引用文:
*-*-*
テーマ:忘れられない患者さん
人は死にゆくもの。
若くして乳癌になった女性
新卒で入職した病院、外科病棟で出会った患者さん。まだ私が看護師になって数年と20代前半、思い出の患者さんは20代後半か30歳になるくらいの女性でした。彼女は結婚して半年か1年、両側乳癌で手術をしましたが肺・骨への転移病変、当時は入院しての化学療法が主流だったため1か月に2回か3回は入院、投薬を繰り返していたと思います。まだハーセプチンが申請・認可という頃だったので十数年前の出来事です。
全身転移、彼女の想い
そもそも彼女が転移がありながらも手術をしたのは結婚したばかりの旦那様のために長生きをしたかかったから、そして叶うことなら自分と彼のDNAを残したかったからだと言われました。
数年間の治療のなかで効果を示す薬剤も減り腫瘍マーカーは上がり転移病変は全身に・・・。プライマリーだった彼女との時間は私にとって人の生死を考えさせるのもでもあり関わることの難しさを知るものでもありました。ほんとうのターミナル期に突入すると記憶も曖昧、脳転移で感情の起伏も激しくなり時に暴れ、病床に行き関わるのが苦痛に感じることも多かった。そして、年齢が5~6歳しか離れていない彼女の運命や宿命を思うと人生の酷さ・やるせなさも痛感、いろんな意味で彼女との出会いや看護は私にとって思い入れのある体験です。
*-*-*
課題 1:
忘れられない患者さんについての引用文を二文で要約せよ。
課題 2:
引用文について次の問いに答えよ。
(a) 当時、化学療法はどのような形で行うのが主流だったか。
(b) 出来事が十数年前だとわかる手がかりとして、申請・認可の頃だったと書かれている薬剤は何か。
(c) 筆者と患者の年齢はどれほど離れていたとされているか。
課題 3:
忘れられない患者さんについての引用文を、最後の文の後から書き継げ。

注釈付き写真の位置特定データ:
*-*-*
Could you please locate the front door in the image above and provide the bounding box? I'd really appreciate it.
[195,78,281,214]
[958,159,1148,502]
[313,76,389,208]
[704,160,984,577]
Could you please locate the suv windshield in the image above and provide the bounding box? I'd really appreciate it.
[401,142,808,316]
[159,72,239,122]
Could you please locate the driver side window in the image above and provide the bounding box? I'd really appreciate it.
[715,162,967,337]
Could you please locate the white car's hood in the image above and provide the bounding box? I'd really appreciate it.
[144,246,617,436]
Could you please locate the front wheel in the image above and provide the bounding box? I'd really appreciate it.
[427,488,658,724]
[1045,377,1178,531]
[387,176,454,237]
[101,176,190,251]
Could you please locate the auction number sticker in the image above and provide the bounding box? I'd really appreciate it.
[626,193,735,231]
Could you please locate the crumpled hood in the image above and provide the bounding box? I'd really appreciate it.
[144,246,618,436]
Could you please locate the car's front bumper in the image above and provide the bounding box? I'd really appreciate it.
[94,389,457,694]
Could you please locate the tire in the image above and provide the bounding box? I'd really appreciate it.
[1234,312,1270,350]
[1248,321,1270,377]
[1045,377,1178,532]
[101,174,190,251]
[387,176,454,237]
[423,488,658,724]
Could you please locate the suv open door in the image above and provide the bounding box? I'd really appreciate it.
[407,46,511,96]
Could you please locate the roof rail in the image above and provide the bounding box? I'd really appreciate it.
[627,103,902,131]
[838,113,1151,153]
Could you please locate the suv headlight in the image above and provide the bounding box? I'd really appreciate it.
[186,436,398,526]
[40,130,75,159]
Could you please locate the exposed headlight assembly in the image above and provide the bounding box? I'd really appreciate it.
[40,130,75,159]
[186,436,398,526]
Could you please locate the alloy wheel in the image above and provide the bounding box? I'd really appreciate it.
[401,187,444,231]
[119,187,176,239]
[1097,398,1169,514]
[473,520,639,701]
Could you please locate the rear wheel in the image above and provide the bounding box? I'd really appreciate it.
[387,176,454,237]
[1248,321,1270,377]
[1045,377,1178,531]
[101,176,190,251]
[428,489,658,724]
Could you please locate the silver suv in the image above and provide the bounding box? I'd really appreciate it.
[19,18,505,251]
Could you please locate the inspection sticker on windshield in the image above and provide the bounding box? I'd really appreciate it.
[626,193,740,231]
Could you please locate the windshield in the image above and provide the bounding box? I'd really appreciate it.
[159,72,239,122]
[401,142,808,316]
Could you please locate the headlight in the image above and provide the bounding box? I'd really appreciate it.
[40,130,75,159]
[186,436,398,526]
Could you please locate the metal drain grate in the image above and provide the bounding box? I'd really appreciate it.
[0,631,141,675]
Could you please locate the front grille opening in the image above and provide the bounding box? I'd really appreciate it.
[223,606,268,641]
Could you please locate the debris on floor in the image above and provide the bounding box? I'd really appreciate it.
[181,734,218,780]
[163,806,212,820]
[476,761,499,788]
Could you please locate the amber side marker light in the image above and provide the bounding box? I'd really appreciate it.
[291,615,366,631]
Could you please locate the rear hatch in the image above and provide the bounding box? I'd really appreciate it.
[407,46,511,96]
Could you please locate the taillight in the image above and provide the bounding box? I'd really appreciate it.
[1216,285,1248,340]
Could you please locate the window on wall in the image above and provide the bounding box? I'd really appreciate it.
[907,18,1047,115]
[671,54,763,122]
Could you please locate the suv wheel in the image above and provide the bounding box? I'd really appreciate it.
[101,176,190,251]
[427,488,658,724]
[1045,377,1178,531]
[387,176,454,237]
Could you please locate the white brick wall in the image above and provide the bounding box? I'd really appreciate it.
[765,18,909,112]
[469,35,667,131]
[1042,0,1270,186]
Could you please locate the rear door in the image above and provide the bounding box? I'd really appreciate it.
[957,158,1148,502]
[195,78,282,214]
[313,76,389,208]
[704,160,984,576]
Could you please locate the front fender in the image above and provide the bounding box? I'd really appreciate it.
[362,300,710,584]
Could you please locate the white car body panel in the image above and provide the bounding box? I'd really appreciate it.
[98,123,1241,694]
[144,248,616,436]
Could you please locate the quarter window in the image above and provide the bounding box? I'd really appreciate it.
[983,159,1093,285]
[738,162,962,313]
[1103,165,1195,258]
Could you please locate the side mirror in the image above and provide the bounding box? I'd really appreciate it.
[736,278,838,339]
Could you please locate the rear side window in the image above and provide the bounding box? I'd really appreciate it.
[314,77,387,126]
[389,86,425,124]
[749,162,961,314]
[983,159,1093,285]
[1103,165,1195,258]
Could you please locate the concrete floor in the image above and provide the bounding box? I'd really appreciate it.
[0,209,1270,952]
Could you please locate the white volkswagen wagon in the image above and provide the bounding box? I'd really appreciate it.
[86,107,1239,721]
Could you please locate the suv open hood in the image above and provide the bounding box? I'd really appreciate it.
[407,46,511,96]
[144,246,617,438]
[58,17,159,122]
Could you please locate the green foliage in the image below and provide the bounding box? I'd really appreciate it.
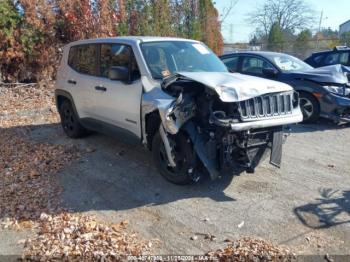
*-*-*
解答 1:
新卒で入った病院の外科病棟で、筆者は結婚して間もない20代後半か30歳ほどの両側乳癌の女性のプライマリーを務め、彼女は肺・骨への転移がありながら、夫のために長生きし、叶うなら二人のDNAを残したいと願って手術を受けた。数年の治療で効く薬剤が減って転移が全身に広がり、ターミナル期に入った彼女との関わりは、筆者に人の生死や関わることの難しさ、人生のやるせなさを痛感させる思い入れのある体験となった。

解答 2:
(a) 入院して行う形
(b) ハーセプチン
(c) 5~6歳

解答 3:
彼女が教えてくれたこと
これを機に「がん看護」「疼痛コントトール」「グリーフケア」をはじめ、「患者満足」「医療サービス」と興味や視野を広げ、学ぶことができたのですから、本当に感謝ですね。その職場には8年ちょっと在職、ちょうど彼女が死した年齢である30歳を過ぎてから退職しました。人は生き死に行くもの。その時期が短いか長いかは神しか知らない。そんな当たり前のことが若かった自分には充分に理解できなかった。若くして娘を亡くした彼女の御両親、新婚早々に発症し数年の闘病生活を見守った旦那様、もっと上手に関わり、残されるものへの心のケアなりができていたら良かったのにと今になっても悔いであり懺悔な気持ちが拭いきれない。それだけ若かった私には重い出会いであり思い残りでもあるのだと思う。